_Tarefa_
Na notícia sobre a morte de José Rendeiro, alguns moradores temem que um caso assim se repita no bairro. Explique em uma a três frases porque têm esse receio, com base no que a notícia diz.

Morreu em casa e só deram pelo corpo semanas depois

José Rendeiro foi encontrado morto na cama. Vivia sozinho no Bairro Azul, na Póvoa de Santa Iria, e foi um vizinho que estranhou a ausência. É mais um caso dramático de solidão.

José Rendeiro, 60 anos, foi encontrado morto na casa onde residia no Bairro Azul da CHEPSI (Cooperativa de Habitação Económica da Póvoa de Santa Iria), concelho de Vila Franca de Xira. Foi no dia 23 de Fevereiro e, pelo estado de decomposição do cadáver, as autoridades presumem que tivesse falecido há várias semanas.
É mais um caso triste que alguns dos moradores temem que se possa repetir no bairro. Muitas pessoas vivem sozinhas, sem familiares com quem contar para pedir ajuda. Em caso de acidente ou doença súbita, só o passar dos dias pode fazer soar as campainhas de alarme entre os habitantes do bairro para a falta do vizinho.
Neste caso, foi um vizinho que decidiu ligar à filha e à sobrinha do falecido a perguntar por ele. As duas eram as únicas visitas de José Rendeiro. Paulo Rodrigues era amigo de José Rendeiro. O morador de 51 anos lembra as queixas que o falecido fazia por estar sozinho. “Muitas vezes negava-se a voltar para casa pois sentia que era somente um quarto com quatro paredes”, afirma Paulo, que viu o corpo de Rendeiro estendido sem vida na cama.
Gilberto Bandjai morava por cima do falecido. Lembra que este estava sempre na rua, mas que a última vez parecia adoentado. Gilberto tem 52 anos mas apesar da idade ainda não deixar que o tomem como idoso, necessita de acompanhamento médico pois padece de esquizofrenia. O sobrinho, Gilson Barbosa, sobe, sempre que pode, até ao alto da Póvoa para visitar o tio. Faz-lhe comida, dá-lhe companhia e encarrega-se de que Gilberto tome os medicamentos.
“Este cenário não é singular, são vários casos neste bairro. Os filhos emigraram e as pessoas ficaram aqui sozinhas. As nossas vizinhas da frente já são idosas, são frágeis e estão aqui sozinhas. Há aqui um outro senhor de 80 anos que vive completamente só, sempre enfiado em casa, sem ninguém com quem partilhar. Se lhe acontecer alguma coisa quem é que o vai ajudar?”, interroga-se Gilson, de 32 anos.
Pedro Pereira mora no bairro há 15 anos. Um acidente de viação confinou-o a uma cadeira de rodas. Diz ter a felicidade de não morar sozinho, mas o mesmo não acontece ao seu vizinho, que pela idade ou problemas psicológicos “esquece-se do gás ligado e deita-se com a frigideira e tachos ao lume”.

Município diz que conhece realidade
A Câmara de Vila Franca de Xira tem conhecimento desta realidade mas não consegue dar uma resposta a 100%. “Nós desenvolvemos o trabalho através das técnicas do centro comunitário, no âmbito do acompanhamento integrado, do qual fazem parte também outras instituições da rede social, como os Companheiros da Noite. Fazem um apoio social e alimentar. Costumam visitar o bairro uma ou duas vezes por semana. Quando as pessoas chegam a situações em que não conseguem viver sozinhas tentamos, junto da Segurança Social, desenvolver diligências para as institucionalizar”, explica a vereadora Maria de Fátima Antunes (PS).
Contudo o morador Pedro Pereira diz que a ajuda disponibilizada não chega. “Os Companheiros da Noite passam por cá duas vezes ao ano. A assistência social dá um apoio alimentar, que se baseia num pacote de leite, arroz e farinha láctea. Para um casal essa ajuda não chega”, critica acrescentando que antigamente o bairro não estava tão abandonado.
O presidente da Delegação da Ordem dos Advogados de VFX, Alfredo Pereira, defendeu no discurso de tomada de posse, que aconteceu recentemente, que se faça uma sinalização de idosos em risco da mesma forma como acontece com os jovens na CPCJ.

_Dados de entrada_
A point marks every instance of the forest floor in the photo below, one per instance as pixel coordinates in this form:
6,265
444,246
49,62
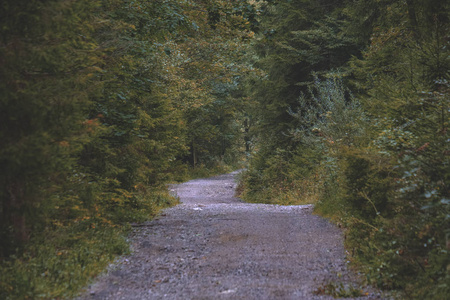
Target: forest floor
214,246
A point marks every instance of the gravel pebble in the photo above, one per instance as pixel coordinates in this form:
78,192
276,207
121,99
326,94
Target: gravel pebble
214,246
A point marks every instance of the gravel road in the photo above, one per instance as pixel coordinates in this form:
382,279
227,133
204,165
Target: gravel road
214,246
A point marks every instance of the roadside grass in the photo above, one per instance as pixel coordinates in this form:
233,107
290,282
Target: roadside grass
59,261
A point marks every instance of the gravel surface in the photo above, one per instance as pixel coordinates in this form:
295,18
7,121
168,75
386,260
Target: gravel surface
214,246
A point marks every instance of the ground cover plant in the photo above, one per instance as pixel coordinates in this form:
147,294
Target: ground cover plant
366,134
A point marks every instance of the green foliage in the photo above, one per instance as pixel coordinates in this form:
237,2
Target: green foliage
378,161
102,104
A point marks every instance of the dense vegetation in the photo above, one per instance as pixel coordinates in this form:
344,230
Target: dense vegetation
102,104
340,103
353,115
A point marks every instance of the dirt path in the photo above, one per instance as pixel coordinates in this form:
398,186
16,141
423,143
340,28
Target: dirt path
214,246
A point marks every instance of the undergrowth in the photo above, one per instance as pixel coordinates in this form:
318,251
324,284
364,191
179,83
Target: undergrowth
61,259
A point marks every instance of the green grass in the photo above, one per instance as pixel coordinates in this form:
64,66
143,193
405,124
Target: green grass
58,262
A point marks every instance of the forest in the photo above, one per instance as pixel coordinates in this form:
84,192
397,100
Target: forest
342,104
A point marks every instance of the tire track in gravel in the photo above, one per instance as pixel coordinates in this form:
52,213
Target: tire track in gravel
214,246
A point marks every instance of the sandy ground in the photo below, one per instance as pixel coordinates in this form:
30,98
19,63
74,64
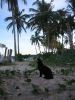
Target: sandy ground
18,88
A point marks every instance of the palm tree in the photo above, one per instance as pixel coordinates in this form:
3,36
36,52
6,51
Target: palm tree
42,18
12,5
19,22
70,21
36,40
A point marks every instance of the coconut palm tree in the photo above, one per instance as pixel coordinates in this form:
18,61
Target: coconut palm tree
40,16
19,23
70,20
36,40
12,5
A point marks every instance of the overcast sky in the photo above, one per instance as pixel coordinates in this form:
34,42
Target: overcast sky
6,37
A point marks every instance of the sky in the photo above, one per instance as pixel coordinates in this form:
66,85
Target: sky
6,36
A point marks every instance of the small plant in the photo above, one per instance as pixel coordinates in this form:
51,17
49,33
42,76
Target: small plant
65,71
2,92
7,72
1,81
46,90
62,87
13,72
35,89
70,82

--

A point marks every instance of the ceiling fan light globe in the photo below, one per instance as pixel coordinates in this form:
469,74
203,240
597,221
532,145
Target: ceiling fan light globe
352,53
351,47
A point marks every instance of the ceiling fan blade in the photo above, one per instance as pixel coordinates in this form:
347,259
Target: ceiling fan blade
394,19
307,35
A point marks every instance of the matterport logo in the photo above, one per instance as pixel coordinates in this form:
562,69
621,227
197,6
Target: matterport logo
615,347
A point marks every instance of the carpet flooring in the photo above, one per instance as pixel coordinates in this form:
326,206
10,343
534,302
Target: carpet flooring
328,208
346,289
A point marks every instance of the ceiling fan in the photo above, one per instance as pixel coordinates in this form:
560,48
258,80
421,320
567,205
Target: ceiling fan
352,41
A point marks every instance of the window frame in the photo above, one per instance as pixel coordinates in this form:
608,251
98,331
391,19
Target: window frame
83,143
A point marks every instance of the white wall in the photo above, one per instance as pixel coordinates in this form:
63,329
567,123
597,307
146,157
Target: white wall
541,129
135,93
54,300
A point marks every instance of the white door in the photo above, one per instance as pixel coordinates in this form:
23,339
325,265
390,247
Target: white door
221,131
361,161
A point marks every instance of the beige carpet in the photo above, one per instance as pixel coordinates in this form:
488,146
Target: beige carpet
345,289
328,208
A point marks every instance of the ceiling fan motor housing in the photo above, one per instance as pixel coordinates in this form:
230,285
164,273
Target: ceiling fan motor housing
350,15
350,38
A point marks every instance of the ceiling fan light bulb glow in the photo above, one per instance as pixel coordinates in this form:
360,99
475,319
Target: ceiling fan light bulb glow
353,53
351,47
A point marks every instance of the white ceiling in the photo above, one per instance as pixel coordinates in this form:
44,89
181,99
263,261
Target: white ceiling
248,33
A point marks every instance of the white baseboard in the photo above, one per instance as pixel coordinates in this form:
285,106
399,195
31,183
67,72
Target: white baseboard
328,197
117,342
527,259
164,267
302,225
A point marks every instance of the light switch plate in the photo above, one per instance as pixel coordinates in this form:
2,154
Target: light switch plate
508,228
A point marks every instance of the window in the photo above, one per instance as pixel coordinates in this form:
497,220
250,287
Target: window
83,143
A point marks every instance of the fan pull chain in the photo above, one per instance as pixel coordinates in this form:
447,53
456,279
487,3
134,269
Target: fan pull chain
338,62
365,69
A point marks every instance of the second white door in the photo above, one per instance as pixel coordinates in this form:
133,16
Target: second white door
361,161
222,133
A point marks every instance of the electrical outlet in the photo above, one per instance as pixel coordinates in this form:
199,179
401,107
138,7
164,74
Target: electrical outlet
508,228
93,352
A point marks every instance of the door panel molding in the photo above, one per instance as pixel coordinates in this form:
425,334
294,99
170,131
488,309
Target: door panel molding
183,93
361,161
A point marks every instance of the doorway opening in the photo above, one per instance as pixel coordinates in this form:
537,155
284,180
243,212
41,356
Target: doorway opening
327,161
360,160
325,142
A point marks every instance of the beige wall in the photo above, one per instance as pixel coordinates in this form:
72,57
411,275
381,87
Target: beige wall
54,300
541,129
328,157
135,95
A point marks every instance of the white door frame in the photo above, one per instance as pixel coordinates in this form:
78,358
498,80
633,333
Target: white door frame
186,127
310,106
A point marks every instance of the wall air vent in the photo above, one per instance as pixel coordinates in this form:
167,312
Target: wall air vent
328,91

_Resposta_
Muitas pessoas do bairro vivem sozinhas, sem familiares a quem pedir ajuda. Se sofrerem um acidente ou uma doença súbita, só o passar dos dias leva os vizinhos a darem pela sua falta.